■ Stored data entries
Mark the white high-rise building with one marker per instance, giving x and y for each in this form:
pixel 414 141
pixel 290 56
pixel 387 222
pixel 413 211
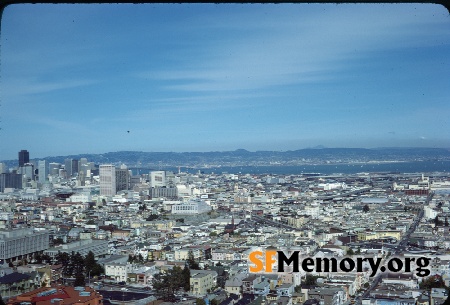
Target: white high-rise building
pixel 107 180
pixel 157 178
pixel 43 170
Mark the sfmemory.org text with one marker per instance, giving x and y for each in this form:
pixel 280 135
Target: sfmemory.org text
pixel 263 261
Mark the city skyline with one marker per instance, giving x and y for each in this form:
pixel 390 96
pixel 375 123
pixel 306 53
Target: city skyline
pixel 204 77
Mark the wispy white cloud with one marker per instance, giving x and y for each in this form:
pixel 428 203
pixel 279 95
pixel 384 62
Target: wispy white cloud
pixel 25 86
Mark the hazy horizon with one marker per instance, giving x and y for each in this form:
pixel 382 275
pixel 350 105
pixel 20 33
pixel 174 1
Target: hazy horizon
pixel 99 78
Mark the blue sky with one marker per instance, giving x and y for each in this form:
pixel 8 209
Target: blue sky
pixel 203 77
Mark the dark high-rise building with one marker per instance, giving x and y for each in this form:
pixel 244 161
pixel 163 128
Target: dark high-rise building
pixel 24 157
pixel 10 180
pixel 75 166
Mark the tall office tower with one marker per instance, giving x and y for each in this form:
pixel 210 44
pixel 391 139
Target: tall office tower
pixel 68 167
pixel 10 180
pixel 53 168
pixel 43 171
pixel 83 161
pixel 75 166
pixel 107 180
pixel 81 178
pixel 157 178
pixel 27 170
pixel 122 178
pixel 24 157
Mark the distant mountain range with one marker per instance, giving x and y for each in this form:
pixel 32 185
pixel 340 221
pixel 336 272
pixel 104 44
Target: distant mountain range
pixel 240 157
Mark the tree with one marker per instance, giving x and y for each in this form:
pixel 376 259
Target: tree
pixel 63 259
pixel 89 262
pixel 79 280
pixel 366 208
pixel 186 274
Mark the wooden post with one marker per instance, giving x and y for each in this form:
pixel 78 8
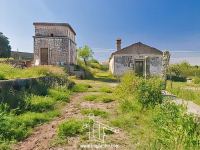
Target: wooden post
pixel 165 64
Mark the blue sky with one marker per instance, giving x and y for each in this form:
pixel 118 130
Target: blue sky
pixel 165 24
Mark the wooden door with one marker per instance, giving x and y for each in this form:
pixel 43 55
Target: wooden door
pixel 44 56
pixel 139 67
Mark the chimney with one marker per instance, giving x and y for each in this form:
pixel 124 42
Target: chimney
pixel 118 44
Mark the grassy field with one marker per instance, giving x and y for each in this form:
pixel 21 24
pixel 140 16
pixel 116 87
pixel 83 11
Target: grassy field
pixel 9 72
pixel 186 91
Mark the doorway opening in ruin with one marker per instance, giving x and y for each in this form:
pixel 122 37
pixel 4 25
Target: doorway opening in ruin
pixel 44 56
pixel 139 67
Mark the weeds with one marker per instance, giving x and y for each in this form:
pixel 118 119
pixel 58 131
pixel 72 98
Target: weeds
pixel 105 98
pixel 81 87
pixel 106 89
pixel 71 128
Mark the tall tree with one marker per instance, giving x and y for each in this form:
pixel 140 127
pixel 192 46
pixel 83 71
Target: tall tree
pixel 5 48
pixel 85 53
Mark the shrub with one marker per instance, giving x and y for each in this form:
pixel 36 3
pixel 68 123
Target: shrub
pixel 11 129
pixel 2 76
pixel 196 80
pixel 106 89
pixel 128 85
pixel 175 128
pixel 177 78
pixel 59 95
pixel 90 97
pixel 149 92
pixel 106 98
pixel 96 112
pixel 81 87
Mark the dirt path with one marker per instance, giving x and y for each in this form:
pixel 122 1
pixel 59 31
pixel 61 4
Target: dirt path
pixel 42 135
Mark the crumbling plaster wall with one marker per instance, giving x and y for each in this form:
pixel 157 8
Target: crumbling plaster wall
pixel 124 62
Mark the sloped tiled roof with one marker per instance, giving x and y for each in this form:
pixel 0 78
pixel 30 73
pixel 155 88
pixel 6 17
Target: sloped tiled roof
pixel 54 24
pixel 138 48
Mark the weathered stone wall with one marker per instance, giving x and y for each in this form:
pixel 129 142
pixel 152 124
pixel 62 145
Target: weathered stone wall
pixel 41 30
pixel 18 84
pixel 60 42
pixel 124 62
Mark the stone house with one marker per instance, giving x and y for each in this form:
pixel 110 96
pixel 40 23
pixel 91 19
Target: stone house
pixel 141 58
pixel 54 44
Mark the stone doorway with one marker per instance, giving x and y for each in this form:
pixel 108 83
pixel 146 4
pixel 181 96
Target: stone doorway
pixel 139 67
pixel 44 56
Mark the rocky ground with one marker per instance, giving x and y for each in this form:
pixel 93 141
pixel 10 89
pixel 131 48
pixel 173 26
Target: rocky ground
pixel 43 136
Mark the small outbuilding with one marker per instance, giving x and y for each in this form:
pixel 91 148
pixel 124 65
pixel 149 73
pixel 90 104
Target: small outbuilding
pixel 54 44
pixel 139 57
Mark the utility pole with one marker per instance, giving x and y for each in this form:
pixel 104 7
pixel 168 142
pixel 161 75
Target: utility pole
pixel 145 67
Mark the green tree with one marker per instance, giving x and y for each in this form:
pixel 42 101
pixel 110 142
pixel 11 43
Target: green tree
pixel 5 48
pixel 85 53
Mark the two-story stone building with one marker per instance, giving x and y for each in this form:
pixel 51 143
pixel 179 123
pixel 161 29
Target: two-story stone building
pixel 54 44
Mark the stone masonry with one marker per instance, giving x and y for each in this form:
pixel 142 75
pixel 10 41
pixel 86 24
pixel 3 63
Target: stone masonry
pixel 54 44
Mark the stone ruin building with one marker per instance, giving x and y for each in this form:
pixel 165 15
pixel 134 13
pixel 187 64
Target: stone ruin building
pixel 138 57
pixel 54 44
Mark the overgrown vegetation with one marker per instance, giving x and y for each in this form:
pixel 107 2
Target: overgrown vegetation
pixel 179 72
pixel 163 126
pixel 186 91
pixel 72 128
pixel 21 109
pixel 9 72
pixel 106 98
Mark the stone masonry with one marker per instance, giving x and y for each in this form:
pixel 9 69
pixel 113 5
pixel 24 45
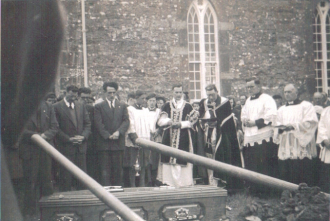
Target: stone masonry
pixel 142 44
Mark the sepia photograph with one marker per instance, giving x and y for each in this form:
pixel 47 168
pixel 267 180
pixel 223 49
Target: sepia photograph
pixel 165 110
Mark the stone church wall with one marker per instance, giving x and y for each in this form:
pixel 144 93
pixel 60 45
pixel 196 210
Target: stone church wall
pixel 142 44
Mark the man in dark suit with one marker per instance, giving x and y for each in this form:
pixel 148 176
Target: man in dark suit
pixel 37 163
pixel 111 122
pixel 74 130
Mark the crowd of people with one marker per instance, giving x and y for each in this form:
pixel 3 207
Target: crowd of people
pixel 256 132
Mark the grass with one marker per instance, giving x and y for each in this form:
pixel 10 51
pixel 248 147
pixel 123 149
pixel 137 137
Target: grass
pixel 238 202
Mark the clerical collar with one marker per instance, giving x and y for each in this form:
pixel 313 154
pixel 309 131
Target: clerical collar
pixel 68 104
pixel 217 101
pixel 295 102
pixel 138 106
pixel 256 96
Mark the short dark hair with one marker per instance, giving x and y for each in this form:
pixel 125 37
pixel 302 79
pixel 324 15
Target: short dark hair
pixel 256 80
pixel 131 95
pixel 110 84
pixel 151 95
pixel 277 96
pixel 50 95
pixel 158 98
pixel 72 88
pixel 230 97
pixel 84 90
pixel 176 85
pixel 211 87
pixel 139 93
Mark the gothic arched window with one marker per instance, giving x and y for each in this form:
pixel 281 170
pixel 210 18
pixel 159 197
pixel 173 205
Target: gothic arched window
pixel 202 48
pixel 321 46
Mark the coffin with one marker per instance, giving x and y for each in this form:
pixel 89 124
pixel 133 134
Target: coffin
pixel 151 203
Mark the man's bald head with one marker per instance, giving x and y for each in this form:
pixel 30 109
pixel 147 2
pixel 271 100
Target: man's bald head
pixel 290 92
pixel 318 98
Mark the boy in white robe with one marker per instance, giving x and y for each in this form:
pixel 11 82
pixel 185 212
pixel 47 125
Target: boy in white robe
pixel 297 122
pixel 257 116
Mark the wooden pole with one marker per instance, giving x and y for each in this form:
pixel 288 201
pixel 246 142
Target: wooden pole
pixel 111 201
pixel 218 166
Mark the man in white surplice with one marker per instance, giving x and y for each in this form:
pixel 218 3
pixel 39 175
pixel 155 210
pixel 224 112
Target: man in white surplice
pixel 175 119
pixel 297 122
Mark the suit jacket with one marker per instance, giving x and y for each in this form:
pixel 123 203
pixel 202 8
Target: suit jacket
pixel 43 121
pixel 67 127
pixel 109 120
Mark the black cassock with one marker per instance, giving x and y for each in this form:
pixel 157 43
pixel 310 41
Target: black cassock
pixel 225 143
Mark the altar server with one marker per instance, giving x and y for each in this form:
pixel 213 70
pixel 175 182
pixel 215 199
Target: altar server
pixel 258 115
pixel 297 122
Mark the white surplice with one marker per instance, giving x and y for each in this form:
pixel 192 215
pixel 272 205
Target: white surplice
pixel 263 107
pixel 300 142
pixel 324 134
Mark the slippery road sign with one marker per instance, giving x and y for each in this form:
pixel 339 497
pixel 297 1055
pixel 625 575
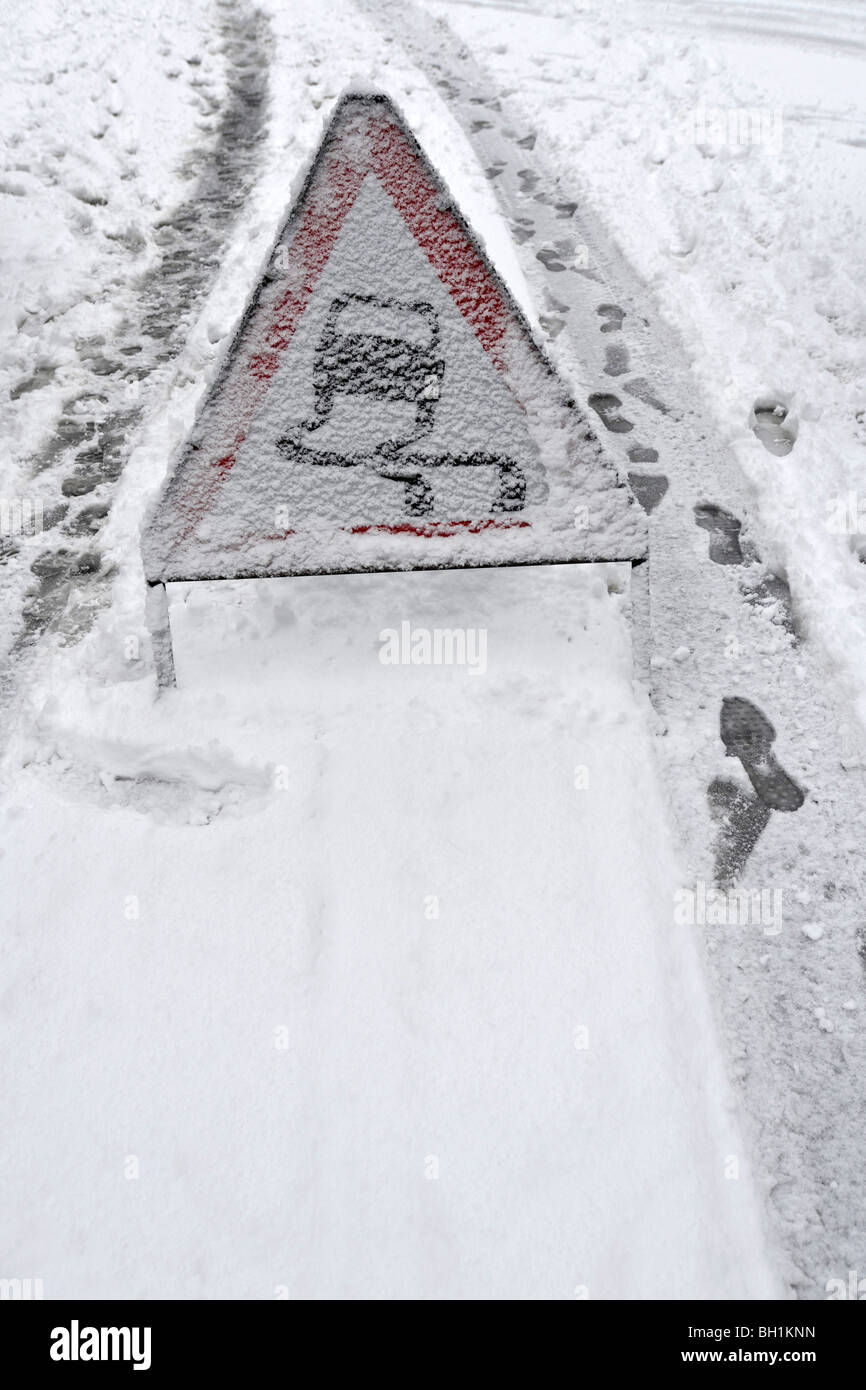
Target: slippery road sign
pixel 384 405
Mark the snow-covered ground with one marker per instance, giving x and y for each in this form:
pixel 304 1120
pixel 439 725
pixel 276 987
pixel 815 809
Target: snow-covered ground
pixel 332 979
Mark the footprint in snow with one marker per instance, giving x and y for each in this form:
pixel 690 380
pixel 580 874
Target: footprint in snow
pixel 741 822
pixel 642 453
pixel 616 360
pixel 613 317
pixel 749 736
pixel 606 407
pixel 770 423
pixel 649 488
pixel 724 533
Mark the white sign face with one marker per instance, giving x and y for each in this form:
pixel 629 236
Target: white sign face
pixel 384 405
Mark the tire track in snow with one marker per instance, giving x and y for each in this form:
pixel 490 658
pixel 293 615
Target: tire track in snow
pixel 68 581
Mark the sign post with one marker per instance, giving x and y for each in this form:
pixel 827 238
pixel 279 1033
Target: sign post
pixel 384 405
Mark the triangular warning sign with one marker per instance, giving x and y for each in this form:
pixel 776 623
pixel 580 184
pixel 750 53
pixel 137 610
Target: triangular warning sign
pixel 384 405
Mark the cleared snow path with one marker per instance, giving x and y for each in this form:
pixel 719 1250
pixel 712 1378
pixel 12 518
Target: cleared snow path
pixel 724 635
pixel 377 993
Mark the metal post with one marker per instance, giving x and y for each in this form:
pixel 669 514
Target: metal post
pixel 156 612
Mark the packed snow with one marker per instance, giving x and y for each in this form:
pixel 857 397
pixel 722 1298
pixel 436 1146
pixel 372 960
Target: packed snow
pixel 374 962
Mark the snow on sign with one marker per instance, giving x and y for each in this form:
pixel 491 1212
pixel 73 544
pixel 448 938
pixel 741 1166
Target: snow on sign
pixel 384 405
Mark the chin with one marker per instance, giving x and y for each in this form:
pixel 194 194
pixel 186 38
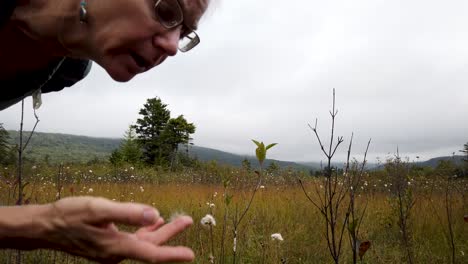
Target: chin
pixel 119 74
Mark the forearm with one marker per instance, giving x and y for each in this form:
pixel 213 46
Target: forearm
pixel 24 227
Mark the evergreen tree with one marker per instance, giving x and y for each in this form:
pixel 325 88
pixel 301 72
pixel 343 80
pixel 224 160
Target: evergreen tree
pixel 6 153
pixel 158 135
pixel 116 157
pixel 465 151
pixel 130 149
pixel 149 128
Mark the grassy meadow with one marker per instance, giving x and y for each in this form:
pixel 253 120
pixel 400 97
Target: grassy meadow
pixel 279 206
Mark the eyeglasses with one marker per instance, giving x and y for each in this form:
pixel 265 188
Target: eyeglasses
pixel 171 15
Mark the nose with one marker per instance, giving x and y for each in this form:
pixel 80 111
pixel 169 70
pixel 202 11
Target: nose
pixel 168 41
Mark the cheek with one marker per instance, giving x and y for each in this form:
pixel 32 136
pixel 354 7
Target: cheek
pixel 118 68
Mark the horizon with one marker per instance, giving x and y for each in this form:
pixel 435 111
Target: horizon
pixel 400 77
pixel 368 161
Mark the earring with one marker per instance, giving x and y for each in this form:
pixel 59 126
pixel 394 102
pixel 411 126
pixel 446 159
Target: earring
pixel 83 12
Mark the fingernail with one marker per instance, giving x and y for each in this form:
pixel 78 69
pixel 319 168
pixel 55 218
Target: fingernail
pixel 150 216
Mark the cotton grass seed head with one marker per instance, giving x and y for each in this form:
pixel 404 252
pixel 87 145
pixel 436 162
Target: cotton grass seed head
pixel 277 236
pixel 208 220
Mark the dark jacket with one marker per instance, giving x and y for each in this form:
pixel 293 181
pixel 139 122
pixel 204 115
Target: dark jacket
pixel 51 78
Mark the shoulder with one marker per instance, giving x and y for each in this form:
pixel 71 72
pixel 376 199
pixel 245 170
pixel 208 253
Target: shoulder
pixel 6 9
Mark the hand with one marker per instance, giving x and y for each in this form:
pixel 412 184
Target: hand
pixel 84 226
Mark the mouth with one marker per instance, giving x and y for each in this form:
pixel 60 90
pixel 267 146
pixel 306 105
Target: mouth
pixel 140 61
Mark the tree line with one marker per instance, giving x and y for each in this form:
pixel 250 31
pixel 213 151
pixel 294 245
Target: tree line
pixel 155 138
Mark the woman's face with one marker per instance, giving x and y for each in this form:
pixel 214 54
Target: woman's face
pixel 126 38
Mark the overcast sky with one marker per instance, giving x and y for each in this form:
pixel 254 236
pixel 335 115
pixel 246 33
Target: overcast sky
pixel 267 68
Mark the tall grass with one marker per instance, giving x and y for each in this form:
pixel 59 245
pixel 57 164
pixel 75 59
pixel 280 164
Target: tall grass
pixel 280 207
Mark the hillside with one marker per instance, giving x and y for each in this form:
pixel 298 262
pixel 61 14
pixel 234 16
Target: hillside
pixel 58 148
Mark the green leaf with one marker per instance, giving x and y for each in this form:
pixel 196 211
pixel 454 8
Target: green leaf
pixel 271 145
pixel 228 199
pixel 256 142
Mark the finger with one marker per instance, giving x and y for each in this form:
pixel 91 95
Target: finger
pixel 150 228
pixel 148 252
pixel 153 227
pixel 169 230
pixel 104 210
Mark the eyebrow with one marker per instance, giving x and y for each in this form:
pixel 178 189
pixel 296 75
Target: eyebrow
pixel 184 11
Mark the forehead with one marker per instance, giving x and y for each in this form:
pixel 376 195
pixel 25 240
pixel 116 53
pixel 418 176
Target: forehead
pixel 193 11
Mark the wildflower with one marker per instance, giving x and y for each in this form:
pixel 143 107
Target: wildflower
pixel 277 236
pixel 234 247
pixel 208 220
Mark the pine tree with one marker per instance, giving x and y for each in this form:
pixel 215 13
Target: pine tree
pixel 6 153
pixel 159 135
pixel 465 151
pixel 130 149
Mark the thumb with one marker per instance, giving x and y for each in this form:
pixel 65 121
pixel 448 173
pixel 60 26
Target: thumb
pixel 134 214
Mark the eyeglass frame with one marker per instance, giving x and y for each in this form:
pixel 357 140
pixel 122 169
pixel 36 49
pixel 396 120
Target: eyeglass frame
pixel 195 38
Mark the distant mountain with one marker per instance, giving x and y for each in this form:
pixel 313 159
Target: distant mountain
pixel 435 161
pixel 57 148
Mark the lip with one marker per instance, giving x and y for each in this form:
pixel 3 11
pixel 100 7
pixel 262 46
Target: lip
pixel 141 61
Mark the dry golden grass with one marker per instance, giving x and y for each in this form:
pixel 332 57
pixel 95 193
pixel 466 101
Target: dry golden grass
pixel 278 208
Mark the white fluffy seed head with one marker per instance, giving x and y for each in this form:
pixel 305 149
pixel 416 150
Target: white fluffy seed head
pixel 208 220
pixel 277 236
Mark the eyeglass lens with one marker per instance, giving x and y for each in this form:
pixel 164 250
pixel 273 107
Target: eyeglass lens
pixel 170 14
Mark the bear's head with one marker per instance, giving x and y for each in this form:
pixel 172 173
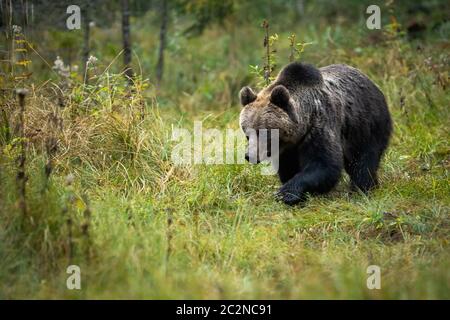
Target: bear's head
pixel 272 108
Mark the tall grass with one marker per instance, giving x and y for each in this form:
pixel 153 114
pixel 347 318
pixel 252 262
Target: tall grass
pixel 103 194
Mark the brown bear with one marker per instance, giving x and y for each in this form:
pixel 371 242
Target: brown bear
pixel 328 119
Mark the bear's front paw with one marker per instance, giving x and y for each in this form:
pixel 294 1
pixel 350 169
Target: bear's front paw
pixel 288 196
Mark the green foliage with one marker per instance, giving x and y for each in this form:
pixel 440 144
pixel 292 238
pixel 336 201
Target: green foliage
pixel 141 227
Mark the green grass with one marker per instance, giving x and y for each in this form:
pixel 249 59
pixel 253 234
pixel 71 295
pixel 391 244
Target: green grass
pixel 160 231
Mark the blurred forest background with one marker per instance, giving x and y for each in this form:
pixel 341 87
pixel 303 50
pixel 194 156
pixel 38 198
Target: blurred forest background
pixel 85 133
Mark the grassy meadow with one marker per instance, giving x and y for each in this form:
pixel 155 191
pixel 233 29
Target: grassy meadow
pixel 101 192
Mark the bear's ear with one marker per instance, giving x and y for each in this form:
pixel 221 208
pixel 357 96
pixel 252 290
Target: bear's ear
pixel 247 96
pixel 280 97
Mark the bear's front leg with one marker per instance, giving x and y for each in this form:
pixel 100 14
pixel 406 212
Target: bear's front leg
pixel 314 178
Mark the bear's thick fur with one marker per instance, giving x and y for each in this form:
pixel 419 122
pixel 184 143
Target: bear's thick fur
pixel 328 119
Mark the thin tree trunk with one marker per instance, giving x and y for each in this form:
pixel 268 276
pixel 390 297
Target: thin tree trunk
pixel 126 39
pixel 162 41
pixel 86 36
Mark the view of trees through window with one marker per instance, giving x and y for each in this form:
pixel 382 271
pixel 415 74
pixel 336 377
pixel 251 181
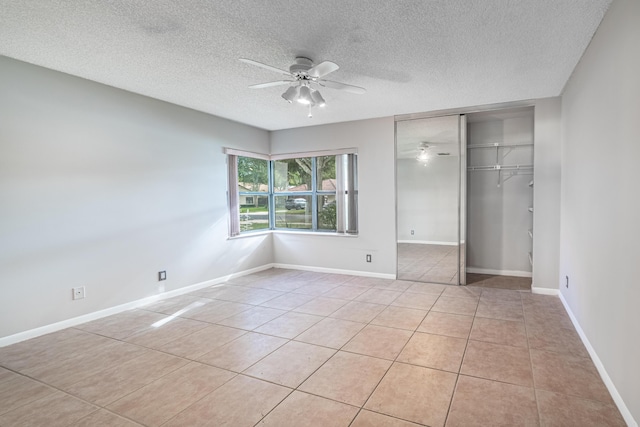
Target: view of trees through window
pixel 296 193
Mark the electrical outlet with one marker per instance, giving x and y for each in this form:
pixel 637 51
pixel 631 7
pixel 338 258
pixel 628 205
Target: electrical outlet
pixel 78 293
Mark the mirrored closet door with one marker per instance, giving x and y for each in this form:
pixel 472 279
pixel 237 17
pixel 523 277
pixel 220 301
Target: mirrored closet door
pixel 430 190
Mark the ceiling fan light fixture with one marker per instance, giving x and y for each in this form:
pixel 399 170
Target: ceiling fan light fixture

■ Instructions for the task
The answer must consist of every line in the records above that contains the word "light".

■ Result of the task
Mark the ceiling fan light fixture with one marker per instance, giving x and y for each in this form:
Target: ceiling fan light fixture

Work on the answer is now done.